* Задания
A) Из какого города Гоголь писал С.Т. Аксакову в 1841 году, судя по статье о мотиве дороги в «Мертвых душах»?
B) Пожалуйста, продолжите статью о мотиве дороги в «Мертвых душах», начав сразу после ее последнего предложения.

* Исходный текст
★ ★ ★ ★ ★ ★ ★

Мотив дороги в «Мертвых душах

advertisement
www.a4format.ru
Моисеева Л.П. Страницы истории русской литературы. — М.: Изд-во РУДН, 2004.
Л.П. Моисеева
Мотив дороги в «Мертвых душах»
Особое место занимают отступления, где говорится о дороге — дороге в прямом и
переносном смысле слова. Известны слова Гоголя о том, что России всегда мешали жить
«дороги и дураки». «Дураков» мы достаточно видели в «Мертвых душах», теперь обратимся к «дорогам». Гоголь относился к тому типу людей, которых постоянное, спокойное пребывание в одном месте приводит в уныние. По общему мнению, ученый, писатель
должен быть затворником, искать уединения, бежать от суеты, чтобы творить. В 1839 году
Гоголь писал из Вены С. Шевыреву (известному историку литературы, критику, издателю,
профессору Московского университета):
«Странное дело, я не могу и не в состоянии работать, когда я предан уединению, когда не
с кем переговорить, когда нет у меня между тем других занятий и когда я владею всем пространством времени, неразграниченным и неразмеренным».
Своим антиподом в этом отношении он называет Пушкина:
«Меня всегда дивил Пушкин, которому для того, чтобы писать, нужно было забраться в деревню, одному, и запереться. Я, наоборот, в деревне никогда ничего не мог делать, где я один и где
чувствовал скуку...».
Причем не просто смена обстановки нужна была писателю, ему требовался сам
процесс переезда с одного места на другое, постоянное движение, смена впечатлений —
иными словами — дорога:
«Я надеюсь много на дорогу. Дорогою у меня обыкновенно развивается и приходит на ум
содержание; все сюжеты почти я обделываю в дороге».
В каком бы ни был писатель угнетенном состоянии духа, дорога восстанавливала его
нравственные силы. Гоголь писал из Рима С.Т. Аксакову (1841):
«Теперь мне нужны необходимо дорога и путешествие: они одни... восстановляют
меня».
Даже физические недомогания проходили в дороге:
«Не думайте, что с моим здоровьем трудно скитаться по белу свету... Напротив, я только
тогда и чувствовал себя хорошо, когда бывал в дороге. Дорога меня спасала всегда, когда я засиживался долго на месте или попадал в руки докторов».
«Как я ни слаб и хил, но чувствую, что в дороге буду лучше, и верю, что Бог воздвигнет мой
дух... О комфортах не думаю. Жизнь наша — трактир и временная станция...»
Со временем подобные рассуждения превратили Гоголя в философа-стоика. Панацеей от всех бед он стал считать дорогу, а жизнь воспринимать как недолгую остановку
в пути.
В «Мертвых душах» истинным приверженцем жизненной позиции автора становится главный герой — Павел Иванович Чичиков. Он тоже чувствует себя хорошо только
в дороге. Она-то и привела его в город N, а затем его бричка покатила проселочными
путями по очереди к пяти помещикам, некоторое время в бездействии стояла во дворе
гостиницы и, наконец, после основательной починки, унесла героя прочь.

★ ★ ★ ★ ★ ★ ★

* Исходные данные
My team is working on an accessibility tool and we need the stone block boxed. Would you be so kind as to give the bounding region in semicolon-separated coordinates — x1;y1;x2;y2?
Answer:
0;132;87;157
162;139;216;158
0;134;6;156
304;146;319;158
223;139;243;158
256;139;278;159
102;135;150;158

★ ★ ★ ★ ★ ★ ★

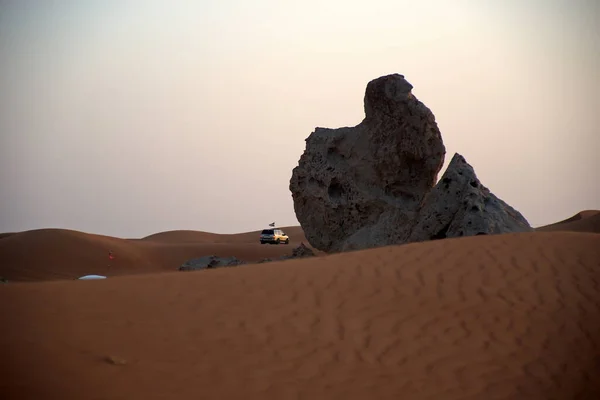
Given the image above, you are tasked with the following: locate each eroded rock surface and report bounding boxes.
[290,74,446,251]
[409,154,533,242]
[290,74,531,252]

★ ★ ★ ★ ★ ★ ★

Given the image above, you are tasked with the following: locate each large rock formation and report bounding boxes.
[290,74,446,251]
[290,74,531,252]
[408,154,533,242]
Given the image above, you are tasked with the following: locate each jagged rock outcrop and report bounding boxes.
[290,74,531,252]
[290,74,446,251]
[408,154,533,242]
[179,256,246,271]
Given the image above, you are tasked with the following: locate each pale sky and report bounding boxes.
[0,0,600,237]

★ ★ ★ ★ ★ ★ ★

* Ответы к заданиям
A) Из Рима.

B)
Гоголь посвящает не одно лирическое отступление дороге, описанию ее и рассуждениям о ней. В первую очередь, это жалобы. Так, Чичиков хотя и «намекнул» губернатору
на то, «что в его губернию въезжаешь, как в рай, дороги везде бархатные», отправляясь
с визитом к Манилову, на себе ощутил (и, наверное, не в первый раз) тоску русских дорог.
Дело в том, что мостовая в любом русском городе «имела подкидывающую силу»,
www.a4format.ru
2
и бричка «пошла прыгать по камням». Только увидев шлагбаум, герой понял, «что
мостовой, как и всякой другой муке, будет скоро конец; и еще несколько раз ударившись
довольно крепко головою в кузов.., понесся наконец по мягкой земле». Однако перед
деревенской «бревенчатой мостовой» и «городская каменная была ничто». Ведь «бревна,
как фортепьянные клавиши, подымались то вверх, то вниз, и необерегшийся ездок
приобретал или шишку на затылок, или синее пятно на лоб, или же случалось своими
собственными зубами откусить пребольно хвостик собственного языка». Прибегает ли
автор к гиперболе, судить читателю.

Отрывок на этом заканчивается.